§ TASK INSTRUCTIONS:
Leave out the images and repeat the listing below without a single change.

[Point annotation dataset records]
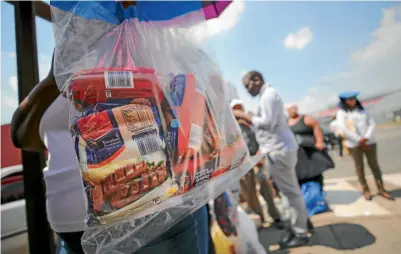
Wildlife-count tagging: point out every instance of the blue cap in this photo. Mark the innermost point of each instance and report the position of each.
(348, 94)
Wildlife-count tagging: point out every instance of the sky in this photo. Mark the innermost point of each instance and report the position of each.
(309, 51)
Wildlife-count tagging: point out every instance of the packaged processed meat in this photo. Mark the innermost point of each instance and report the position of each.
(152, 128)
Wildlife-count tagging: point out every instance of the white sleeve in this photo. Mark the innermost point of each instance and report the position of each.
(341, 125)
(371, 127)
(268, 118)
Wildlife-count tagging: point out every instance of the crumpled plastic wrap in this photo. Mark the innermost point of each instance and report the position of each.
(233, 232)
(152, 128)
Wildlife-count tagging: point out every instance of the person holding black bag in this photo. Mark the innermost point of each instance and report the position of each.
(313, 157)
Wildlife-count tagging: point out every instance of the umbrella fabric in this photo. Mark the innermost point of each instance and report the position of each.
(145, 11)
(348, 94)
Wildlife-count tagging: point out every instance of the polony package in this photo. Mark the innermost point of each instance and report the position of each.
(135, 154)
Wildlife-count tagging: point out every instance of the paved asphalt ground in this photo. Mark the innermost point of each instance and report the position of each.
(389, 153)
(353, 225)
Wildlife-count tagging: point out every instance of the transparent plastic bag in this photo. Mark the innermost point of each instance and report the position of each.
(232, 231)
(153, 132)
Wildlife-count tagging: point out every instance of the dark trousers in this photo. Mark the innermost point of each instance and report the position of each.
(370, 153)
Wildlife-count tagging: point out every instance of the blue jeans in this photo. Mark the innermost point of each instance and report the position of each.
(191, 235)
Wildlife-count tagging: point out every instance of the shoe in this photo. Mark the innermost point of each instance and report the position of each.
(279, 224)
(386, 195)
(367, 195)
(290, 240)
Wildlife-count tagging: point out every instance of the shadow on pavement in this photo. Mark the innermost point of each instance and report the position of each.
(341, 197)
(342, 236)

§ TASK RESPONSE:
Wildlife-count tagging: point out every instance of the blue cap in this photo. Mark the innermost point of each instance and report the position of each.
(348, 94)
Wildlife-count tagging: point out every instance of the sky in this photo. Mark the innermost point of each instance and report the position of each.
(309, 51)
Wildlife-count tagging: point out every instance of the packaged processed meat in this photo. Mark the innermost point of each instance and report the position of each.
(152, 128)
Wildlife-count tagging: point out every instance of the white sleeve in this photo. Mark the innermost point of each instance and report the position of each.
(341, 125)
(371, 127)
(268, 118)
Wildlife-count tagging: point out every instance of the crumpled plastic wrap in this photo. Mark the innermost point of each instance and report the position of each.
(233, 232)
(152, 128)
Wildlife-count tagging: point out every instance of the person holding black bag in this photo. Mark the innermost point of each instance and report the position of each.
(313, 157)
Wildlife-count tagging: point out every instance of the umbrella fabric in this photo. Mark the innermost point of each instance and report the position of each.
(145, 11)
(348, 94)
Wildlife-count tagging: point out every instance of the polony package in this photo. Mark the innermost point of each instance and report the position of each.
(135, 154)
Wildlife-count tagging: point out every instance of the paved asphalt ground in this photo. Mark the innermost point of each instance and report the position of each.
(389, 153)
(353, 225)
Wildlife-count tagging: point out every instance of the transparent plastic bag in this photo. Mark the innermost point of each instance and report the position of each.
(232, 231)
(153, 132)
Wildlife-count tagging: point out every instance of the dark trousers in this photo. Mark the innermost point of each instance and report the position of each.
(370, 153)
Wildlife-count tagging: point out every instance of the blue jeans in this photo. Mark the innermost point of each instance and report the position of each.
(191, 235)
Wildlife-count tagging: point out every instance of the shoe in this photo. Mark the innermost point of each instance and report the position of each.
(279, 224)
(386, 195)
(367, 195)
(290, 240)
Wildlife-count tagging: point out every instance of the shadow on pavement in this photo. Mark the innermost point of each instance and report the position of each.
(341, 197)
(342, 236)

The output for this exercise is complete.